### Exercise prompt
In the passage on Kimberley coastal sights, how wide is the gap in the McLarty Ranges that the tidal currents at Talbot Bay pour through?

### Source extract
____
King Cascades: Located in Prince Regent National Park, this terraced waterfall can only be reached by boat. Make sure you change into your swimmers on the way to King Cascades. When the ship cruises close enough to put its bow under the tumbling water, get someone to take your photo enjoying a 'shower' surrounded by the wild beauty of the national park.

Talbot Bay: Sir David Attenborough described the mighty 12-m tides at Talbot Bay as "one the greatest natural wonders of the world". While you can view the phenomenon from the expedition ship, many adventurous travellers opt for a high-speed boat ride through the gaps in the sandstone walls to experience Talbot Bay's famous Horizontal Falls up close. Although these are called waterfalls, the flow actually consists of intense tidal currents pouring through a 300m gap in the McLarty Ranges.

Raft Point: Raft Point's soaring red cliffs will have you reaching for your camera. But it's the Aboriginal rock art that draws an even bigger gasp. The secluded Aboriginal rock art gallery at Raft Point includes Wandjina drawings of the ancient spirits who were believed to renew the land during the big wet, which happened every year. If you look closely, you can also see the delicate, graceful Bradshaw figures, which were painted over during the creation of the Wandjina drawings.

Mitchell Falls: Located in Mitchell National Park, these four-tiered falls are one of the most famous sights in the entire Kimberley region. They were created by the Mitchell River and its tributaries, which created spectacular gorges and waterfalls throughout the sandstone plateau.
____
### Recorded information

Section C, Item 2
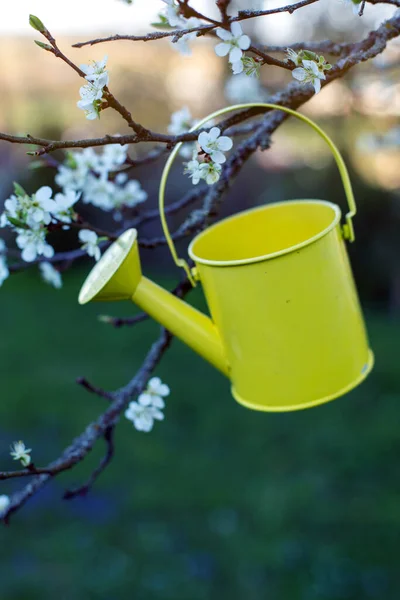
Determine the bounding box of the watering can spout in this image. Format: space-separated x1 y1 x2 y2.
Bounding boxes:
79 229 229 376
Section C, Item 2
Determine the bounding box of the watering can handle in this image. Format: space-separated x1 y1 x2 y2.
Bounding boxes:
158 102 357 286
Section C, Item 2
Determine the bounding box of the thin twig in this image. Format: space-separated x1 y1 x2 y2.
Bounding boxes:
64 426 115 500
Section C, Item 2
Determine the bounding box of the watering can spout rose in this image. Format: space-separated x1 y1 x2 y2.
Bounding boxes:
79 103 373 411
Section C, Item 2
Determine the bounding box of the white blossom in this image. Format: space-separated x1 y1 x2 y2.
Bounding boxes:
____
### Response
300 m.